Requirement: Set down exactly the stretch of lines below that opens at the line containing "statue. Keep to one point per instance." and continues through the last line of the entries, and nothing else.

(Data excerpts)
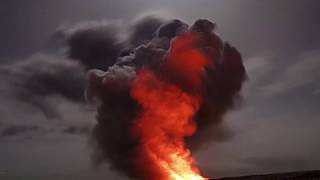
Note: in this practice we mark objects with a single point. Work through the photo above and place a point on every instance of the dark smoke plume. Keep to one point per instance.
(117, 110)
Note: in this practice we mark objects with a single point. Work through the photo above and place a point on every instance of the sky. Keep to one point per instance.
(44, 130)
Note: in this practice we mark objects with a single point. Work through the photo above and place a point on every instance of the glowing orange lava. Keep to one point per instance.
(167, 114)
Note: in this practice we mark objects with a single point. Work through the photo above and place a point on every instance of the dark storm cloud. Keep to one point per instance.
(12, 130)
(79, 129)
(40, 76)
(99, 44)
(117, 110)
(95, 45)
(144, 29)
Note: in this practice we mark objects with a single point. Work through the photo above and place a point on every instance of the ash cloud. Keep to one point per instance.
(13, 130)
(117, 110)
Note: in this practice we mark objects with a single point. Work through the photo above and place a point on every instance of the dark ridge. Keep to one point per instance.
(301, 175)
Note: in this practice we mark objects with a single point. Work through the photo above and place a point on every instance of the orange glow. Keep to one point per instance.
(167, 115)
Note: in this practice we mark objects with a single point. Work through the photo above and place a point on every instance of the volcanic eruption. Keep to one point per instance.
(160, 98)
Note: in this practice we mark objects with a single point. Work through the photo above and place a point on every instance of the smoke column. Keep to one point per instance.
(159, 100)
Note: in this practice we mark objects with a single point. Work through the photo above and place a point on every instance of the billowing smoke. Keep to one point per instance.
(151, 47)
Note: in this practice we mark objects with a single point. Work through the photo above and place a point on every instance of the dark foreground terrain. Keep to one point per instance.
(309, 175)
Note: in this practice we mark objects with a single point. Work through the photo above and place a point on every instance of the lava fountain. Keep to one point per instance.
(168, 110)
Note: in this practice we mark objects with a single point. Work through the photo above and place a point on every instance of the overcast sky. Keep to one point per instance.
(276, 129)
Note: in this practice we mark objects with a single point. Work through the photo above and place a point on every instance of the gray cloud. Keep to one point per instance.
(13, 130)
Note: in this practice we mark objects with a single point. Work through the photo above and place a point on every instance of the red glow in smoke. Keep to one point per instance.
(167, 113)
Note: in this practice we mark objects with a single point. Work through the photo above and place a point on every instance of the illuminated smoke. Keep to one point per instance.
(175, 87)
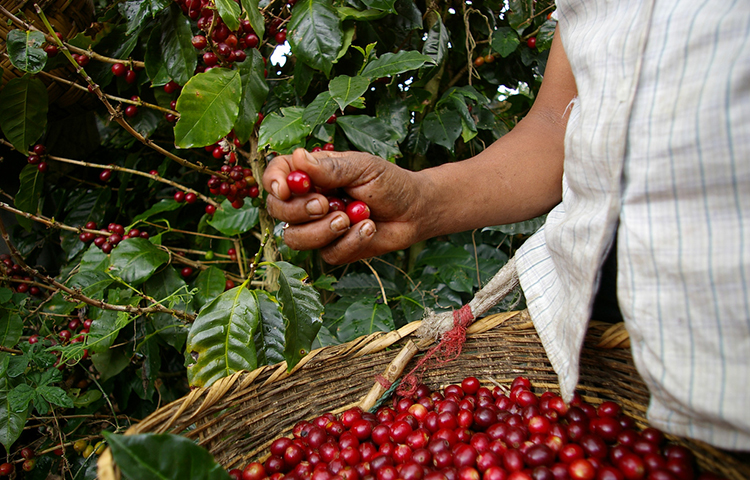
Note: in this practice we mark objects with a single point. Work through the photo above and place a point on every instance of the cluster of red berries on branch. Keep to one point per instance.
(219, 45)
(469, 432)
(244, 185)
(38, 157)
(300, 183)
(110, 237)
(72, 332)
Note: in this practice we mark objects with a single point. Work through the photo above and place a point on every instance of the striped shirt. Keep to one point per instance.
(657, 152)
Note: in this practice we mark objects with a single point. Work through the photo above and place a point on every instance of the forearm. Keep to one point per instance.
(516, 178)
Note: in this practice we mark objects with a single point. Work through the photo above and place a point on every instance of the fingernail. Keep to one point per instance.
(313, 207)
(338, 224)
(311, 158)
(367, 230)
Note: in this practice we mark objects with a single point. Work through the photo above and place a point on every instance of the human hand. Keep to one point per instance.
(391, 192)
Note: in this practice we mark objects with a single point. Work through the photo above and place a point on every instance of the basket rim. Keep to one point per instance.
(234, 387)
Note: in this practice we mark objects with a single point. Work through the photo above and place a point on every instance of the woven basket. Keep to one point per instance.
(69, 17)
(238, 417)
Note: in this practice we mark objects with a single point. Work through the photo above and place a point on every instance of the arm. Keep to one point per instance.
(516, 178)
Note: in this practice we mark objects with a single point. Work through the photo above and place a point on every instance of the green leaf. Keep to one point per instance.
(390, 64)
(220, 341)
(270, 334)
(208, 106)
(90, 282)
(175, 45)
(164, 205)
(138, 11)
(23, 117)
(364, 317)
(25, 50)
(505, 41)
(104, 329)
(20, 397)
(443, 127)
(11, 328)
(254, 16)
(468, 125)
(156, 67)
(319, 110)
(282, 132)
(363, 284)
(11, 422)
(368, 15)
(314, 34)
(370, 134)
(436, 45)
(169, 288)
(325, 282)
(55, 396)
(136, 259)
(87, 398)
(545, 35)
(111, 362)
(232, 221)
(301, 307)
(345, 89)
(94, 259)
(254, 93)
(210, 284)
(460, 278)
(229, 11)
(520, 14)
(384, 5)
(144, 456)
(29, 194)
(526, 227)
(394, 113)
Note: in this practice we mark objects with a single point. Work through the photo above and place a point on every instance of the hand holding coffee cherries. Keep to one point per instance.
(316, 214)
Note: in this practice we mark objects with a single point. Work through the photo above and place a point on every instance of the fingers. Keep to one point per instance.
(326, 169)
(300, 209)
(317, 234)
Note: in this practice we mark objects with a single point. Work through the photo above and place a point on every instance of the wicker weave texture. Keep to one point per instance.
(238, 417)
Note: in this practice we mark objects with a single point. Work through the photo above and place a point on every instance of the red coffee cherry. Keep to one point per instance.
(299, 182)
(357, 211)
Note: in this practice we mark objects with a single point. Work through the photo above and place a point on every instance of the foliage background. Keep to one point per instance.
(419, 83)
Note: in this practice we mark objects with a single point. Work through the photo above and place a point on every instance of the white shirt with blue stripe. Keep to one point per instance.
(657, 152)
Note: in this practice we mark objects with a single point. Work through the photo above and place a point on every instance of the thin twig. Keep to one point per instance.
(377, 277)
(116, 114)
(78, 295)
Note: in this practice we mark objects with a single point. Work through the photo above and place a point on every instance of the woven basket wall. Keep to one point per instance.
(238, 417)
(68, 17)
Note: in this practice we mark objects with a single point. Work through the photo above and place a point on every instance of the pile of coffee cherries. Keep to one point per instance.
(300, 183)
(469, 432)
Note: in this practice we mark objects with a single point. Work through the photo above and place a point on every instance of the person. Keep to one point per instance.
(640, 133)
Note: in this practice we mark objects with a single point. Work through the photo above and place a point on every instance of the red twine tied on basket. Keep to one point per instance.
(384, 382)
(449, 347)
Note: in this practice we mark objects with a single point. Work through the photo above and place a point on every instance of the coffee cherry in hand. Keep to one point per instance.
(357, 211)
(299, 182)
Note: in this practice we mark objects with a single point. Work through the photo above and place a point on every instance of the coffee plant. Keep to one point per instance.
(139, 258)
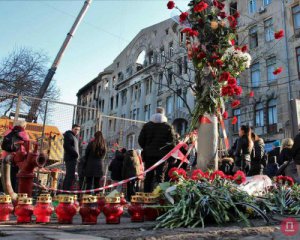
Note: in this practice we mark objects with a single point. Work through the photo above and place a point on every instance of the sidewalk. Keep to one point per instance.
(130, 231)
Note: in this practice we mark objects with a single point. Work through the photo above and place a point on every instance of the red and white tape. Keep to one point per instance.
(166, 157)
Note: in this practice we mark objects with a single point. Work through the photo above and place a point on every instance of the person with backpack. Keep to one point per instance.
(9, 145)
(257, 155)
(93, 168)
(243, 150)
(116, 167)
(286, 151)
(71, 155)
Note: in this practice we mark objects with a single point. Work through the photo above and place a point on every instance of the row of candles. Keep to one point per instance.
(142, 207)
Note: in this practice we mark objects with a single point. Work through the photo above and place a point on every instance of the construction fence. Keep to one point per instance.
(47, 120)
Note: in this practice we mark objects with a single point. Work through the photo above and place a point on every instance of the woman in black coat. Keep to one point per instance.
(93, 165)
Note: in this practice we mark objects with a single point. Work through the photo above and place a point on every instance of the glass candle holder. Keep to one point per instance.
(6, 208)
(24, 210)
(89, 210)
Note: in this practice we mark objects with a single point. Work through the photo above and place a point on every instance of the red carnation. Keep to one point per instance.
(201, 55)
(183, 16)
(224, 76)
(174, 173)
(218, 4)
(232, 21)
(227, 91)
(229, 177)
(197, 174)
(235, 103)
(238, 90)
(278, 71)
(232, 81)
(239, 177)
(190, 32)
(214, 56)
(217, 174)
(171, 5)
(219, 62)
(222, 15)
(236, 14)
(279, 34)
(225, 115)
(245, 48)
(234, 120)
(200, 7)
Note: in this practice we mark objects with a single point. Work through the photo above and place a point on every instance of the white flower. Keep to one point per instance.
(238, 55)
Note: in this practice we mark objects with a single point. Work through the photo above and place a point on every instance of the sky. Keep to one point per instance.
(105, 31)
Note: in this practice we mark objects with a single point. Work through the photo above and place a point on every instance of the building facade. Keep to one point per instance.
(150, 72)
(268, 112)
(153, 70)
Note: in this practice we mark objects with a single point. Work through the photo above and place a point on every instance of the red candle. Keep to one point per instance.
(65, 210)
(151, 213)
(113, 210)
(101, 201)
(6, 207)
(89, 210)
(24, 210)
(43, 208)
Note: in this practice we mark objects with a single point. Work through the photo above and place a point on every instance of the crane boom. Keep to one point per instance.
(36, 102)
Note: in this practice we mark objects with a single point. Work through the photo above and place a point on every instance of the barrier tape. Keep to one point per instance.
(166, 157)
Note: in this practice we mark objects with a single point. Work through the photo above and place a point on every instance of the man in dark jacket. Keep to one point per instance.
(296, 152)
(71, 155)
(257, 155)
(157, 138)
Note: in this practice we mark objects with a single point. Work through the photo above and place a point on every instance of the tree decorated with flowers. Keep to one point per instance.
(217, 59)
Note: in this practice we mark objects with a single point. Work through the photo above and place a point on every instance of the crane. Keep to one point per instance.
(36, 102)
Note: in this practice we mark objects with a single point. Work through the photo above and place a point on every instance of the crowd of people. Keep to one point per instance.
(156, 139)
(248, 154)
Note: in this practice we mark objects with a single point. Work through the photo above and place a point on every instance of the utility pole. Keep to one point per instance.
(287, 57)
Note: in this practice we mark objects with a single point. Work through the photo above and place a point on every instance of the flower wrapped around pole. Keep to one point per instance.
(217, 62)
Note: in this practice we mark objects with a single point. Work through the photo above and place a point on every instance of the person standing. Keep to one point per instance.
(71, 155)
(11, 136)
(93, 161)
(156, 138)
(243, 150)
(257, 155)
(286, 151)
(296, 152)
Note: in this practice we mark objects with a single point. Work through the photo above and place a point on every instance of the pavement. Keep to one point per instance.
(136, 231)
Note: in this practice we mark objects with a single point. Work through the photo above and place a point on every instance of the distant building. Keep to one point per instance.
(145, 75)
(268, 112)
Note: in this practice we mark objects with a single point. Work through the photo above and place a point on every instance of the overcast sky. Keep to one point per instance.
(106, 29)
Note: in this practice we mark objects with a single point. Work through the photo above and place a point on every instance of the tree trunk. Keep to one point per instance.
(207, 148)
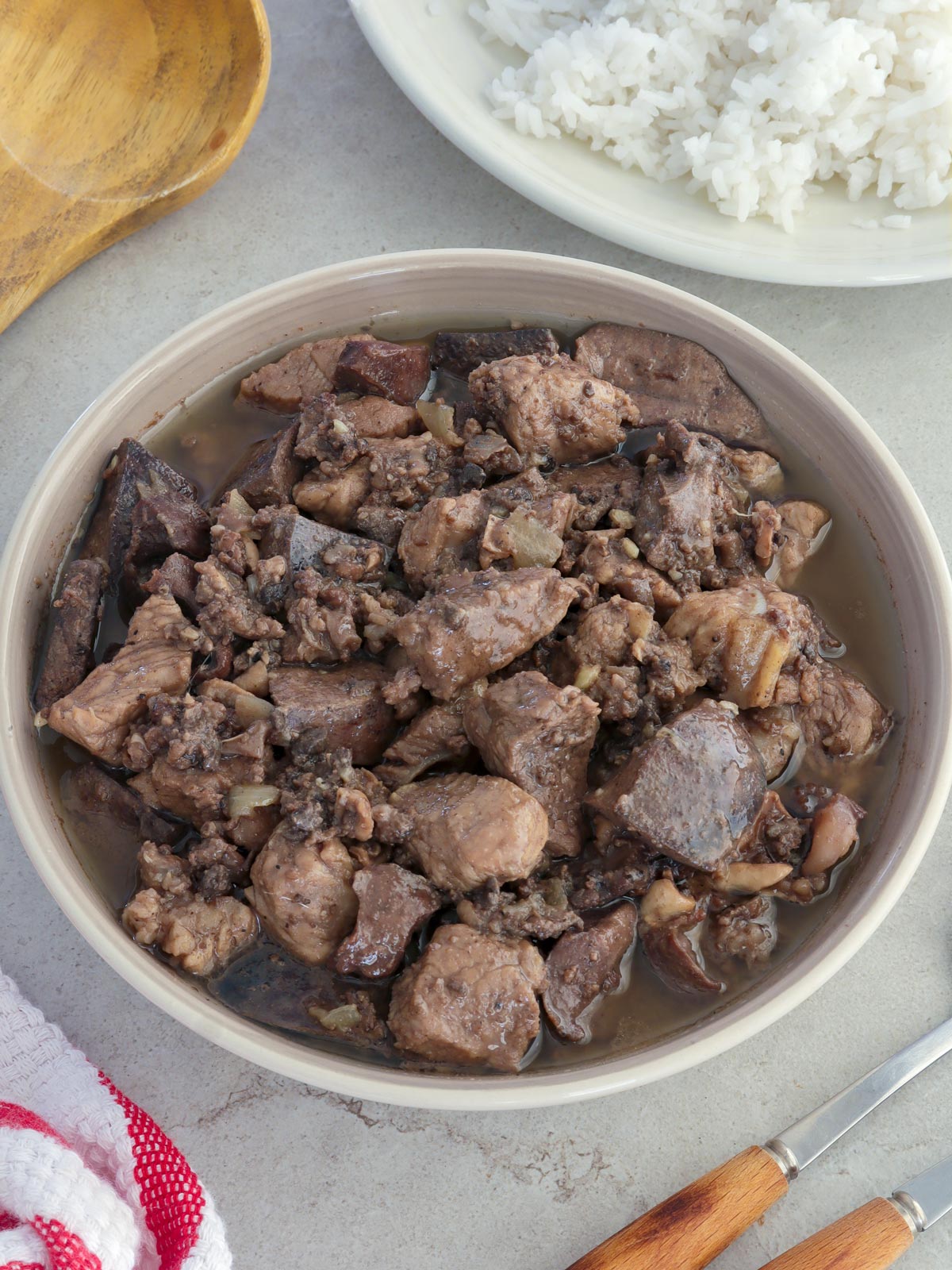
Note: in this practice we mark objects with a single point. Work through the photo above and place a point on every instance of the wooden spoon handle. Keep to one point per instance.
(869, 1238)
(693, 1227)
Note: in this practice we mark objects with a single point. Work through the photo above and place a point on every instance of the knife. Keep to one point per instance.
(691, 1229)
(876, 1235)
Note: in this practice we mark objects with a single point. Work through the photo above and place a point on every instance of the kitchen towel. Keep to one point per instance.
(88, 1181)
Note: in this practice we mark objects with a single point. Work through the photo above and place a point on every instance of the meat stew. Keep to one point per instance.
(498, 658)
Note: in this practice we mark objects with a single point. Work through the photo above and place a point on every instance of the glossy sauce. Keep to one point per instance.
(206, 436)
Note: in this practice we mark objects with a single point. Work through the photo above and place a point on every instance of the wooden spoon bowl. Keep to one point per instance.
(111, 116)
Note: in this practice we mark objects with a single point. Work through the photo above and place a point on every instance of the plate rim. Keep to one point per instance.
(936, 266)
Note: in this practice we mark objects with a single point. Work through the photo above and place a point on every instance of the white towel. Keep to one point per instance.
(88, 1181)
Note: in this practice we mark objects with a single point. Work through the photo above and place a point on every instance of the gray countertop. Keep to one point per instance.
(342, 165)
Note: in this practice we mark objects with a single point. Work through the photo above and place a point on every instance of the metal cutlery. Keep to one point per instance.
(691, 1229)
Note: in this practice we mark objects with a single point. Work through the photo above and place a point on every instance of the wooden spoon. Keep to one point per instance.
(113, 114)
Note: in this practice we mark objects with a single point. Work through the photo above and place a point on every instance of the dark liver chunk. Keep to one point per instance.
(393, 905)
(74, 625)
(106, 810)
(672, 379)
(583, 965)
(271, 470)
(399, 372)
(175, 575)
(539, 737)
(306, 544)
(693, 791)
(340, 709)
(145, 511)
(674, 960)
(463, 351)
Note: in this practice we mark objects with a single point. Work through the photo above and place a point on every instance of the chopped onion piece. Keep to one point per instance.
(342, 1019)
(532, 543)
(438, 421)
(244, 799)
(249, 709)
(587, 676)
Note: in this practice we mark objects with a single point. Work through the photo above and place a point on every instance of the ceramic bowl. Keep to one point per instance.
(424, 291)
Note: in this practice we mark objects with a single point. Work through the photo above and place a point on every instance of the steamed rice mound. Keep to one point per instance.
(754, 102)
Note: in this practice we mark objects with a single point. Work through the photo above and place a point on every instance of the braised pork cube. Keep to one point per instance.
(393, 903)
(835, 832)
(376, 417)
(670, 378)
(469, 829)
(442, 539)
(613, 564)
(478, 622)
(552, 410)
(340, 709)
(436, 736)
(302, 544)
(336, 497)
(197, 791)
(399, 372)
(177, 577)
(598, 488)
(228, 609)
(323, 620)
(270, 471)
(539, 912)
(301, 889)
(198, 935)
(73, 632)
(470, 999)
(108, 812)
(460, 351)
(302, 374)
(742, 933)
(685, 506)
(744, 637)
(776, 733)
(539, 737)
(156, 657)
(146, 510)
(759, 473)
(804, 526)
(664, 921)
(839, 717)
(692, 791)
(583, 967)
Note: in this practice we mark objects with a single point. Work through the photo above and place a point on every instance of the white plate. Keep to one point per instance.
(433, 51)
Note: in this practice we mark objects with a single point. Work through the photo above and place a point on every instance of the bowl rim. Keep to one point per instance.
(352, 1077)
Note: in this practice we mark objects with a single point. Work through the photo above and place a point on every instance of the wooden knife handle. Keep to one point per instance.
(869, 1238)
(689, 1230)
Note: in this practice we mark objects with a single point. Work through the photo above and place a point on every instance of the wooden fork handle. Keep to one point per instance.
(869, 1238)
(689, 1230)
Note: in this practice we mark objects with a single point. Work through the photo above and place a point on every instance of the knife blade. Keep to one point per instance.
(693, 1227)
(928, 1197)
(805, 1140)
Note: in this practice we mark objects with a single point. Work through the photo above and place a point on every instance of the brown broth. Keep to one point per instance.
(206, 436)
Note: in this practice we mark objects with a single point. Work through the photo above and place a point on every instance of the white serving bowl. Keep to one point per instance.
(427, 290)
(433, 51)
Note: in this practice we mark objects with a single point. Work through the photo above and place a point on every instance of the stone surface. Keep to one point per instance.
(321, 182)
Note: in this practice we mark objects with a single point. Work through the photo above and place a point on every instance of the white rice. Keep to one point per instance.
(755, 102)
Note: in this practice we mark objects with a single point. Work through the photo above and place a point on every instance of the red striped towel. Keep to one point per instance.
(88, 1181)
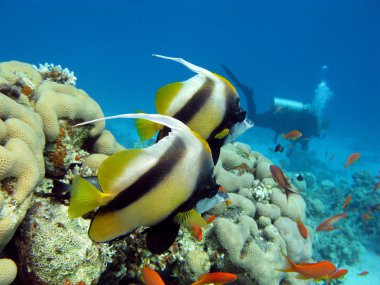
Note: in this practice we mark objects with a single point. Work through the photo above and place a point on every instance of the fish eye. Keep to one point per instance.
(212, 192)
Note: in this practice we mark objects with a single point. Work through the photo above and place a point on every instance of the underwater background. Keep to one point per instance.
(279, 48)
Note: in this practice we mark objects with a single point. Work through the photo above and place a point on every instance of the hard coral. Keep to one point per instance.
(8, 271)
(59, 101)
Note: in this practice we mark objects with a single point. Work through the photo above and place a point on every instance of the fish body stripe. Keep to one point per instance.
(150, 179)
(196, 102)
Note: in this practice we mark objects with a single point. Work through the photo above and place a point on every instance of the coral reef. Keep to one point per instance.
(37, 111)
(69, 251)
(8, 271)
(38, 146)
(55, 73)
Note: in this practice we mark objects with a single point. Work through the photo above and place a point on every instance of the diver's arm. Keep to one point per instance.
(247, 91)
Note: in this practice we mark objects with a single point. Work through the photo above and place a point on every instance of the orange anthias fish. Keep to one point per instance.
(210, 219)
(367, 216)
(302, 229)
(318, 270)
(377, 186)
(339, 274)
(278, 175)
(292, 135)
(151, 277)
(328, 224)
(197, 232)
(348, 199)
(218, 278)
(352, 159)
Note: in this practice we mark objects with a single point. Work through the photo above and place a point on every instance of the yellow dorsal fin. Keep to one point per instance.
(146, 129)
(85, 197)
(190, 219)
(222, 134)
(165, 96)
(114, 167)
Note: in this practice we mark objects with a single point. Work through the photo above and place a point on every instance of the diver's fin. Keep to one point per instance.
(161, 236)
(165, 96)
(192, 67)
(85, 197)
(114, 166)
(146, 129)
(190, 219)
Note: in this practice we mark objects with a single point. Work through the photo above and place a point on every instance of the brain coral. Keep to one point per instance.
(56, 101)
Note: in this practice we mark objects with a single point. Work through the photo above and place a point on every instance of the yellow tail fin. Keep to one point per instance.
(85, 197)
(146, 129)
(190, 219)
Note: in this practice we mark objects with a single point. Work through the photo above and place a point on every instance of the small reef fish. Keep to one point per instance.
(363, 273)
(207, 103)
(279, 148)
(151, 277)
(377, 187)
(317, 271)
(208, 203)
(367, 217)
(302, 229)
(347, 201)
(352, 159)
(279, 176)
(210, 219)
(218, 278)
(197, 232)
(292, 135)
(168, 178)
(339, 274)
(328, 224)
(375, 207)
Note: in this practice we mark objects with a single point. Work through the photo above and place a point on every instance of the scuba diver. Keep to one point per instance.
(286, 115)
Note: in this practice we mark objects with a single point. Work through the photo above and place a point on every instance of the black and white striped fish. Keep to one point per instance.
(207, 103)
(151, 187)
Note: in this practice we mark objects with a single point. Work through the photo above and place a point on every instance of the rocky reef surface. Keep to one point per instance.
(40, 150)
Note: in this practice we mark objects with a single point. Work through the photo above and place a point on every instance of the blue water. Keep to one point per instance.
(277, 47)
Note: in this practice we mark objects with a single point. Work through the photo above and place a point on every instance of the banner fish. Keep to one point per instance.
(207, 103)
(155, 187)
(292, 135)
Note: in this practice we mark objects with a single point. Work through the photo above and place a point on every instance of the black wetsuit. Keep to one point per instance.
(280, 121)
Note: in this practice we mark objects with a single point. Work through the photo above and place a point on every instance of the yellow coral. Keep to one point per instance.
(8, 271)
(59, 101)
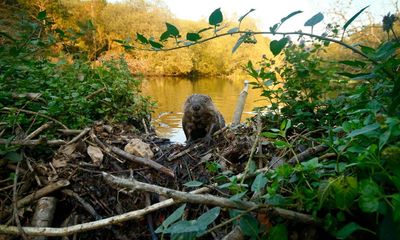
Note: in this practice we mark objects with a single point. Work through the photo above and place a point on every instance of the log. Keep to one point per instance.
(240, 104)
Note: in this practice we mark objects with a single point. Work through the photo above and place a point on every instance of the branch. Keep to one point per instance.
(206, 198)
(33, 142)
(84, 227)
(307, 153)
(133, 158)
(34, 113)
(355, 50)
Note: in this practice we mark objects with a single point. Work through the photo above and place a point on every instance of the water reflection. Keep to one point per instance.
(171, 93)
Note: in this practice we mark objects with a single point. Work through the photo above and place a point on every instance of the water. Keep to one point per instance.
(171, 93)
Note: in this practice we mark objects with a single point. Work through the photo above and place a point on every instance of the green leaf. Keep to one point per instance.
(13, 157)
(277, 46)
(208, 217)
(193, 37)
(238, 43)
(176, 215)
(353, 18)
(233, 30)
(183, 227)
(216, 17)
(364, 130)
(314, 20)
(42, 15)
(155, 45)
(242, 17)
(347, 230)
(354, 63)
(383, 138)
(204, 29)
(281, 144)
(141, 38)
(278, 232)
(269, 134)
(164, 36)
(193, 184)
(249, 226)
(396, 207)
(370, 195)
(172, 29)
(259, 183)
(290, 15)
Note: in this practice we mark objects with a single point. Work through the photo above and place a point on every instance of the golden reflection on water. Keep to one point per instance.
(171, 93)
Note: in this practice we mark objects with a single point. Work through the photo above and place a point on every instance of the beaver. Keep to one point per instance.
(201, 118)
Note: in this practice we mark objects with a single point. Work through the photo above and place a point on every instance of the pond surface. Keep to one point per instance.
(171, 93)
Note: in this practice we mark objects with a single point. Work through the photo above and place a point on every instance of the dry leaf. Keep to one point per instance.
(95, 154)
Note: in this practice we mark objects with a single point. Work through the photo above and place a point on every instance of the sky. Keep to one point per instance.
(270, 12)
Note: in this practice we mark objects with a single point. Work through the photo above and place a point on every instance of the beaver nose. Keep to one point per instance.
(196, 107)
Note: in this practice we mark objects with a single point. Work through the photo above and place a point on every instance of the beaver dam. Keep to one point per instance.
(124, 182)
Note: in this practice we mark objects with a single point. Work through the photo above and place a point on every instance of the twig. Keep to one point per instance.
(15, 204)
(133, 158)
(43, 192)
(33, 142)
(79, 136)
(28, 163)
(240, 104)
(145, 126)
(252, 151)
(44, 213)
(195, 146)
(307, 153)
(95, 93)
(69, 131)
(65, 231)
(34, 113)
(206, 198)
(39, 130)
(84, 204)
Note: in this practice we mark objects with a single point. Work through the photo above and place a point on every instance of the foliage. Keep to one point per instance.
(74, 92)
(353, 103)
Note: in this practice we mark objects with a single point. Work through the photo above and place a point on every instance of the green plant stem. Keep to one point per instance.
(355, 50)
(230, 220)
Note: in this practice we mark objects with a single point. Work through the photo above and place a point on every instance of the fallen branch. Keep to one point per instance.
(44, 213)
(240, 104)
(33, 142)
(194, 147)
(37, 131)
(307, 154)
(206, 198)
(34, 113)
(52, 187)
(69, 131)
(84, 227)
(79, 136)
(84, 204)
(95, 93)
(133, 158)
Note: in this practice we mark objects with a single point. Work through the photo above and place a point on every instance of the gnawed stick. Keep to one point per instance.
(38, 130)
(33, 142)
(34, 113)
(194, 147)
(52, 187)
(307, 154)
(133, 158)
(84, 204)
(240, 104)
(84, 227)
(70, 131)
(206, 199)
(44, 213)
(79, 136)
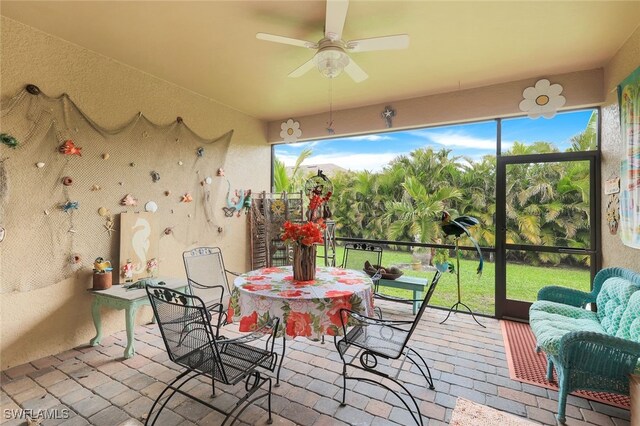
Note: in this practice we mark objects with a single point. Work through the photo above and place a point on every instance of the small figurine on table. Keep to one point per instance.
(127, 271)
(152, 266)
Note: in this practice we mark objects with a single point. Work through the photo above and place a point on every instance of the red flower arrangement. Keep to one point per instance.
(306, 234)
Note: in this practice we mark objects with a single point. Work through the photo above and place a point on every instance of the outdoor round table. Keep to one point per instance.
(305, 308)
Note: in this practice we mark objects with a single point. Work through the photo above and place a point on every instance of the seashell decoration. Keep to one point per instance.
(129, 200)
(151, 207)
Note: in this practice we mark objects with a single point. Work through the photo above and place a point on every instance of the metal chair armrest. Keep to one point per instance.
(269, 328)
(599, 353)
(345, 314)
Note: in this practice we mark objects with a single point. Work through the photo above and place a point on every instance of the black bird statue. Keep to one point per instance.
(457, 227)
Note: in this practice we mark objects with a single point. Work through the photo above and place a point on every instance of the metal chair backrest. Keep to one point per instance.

Finished task:
Note: in this practice we mark objects with a single point. Work through the photo above and place a point on every instance of the black bird statue. Keep to one point per instance.
(457, 227)
Note: in this practice we mark objects with a single point. Work through the photo above and place a point on every instance of the metal chair backrest. Keep to one point per instance.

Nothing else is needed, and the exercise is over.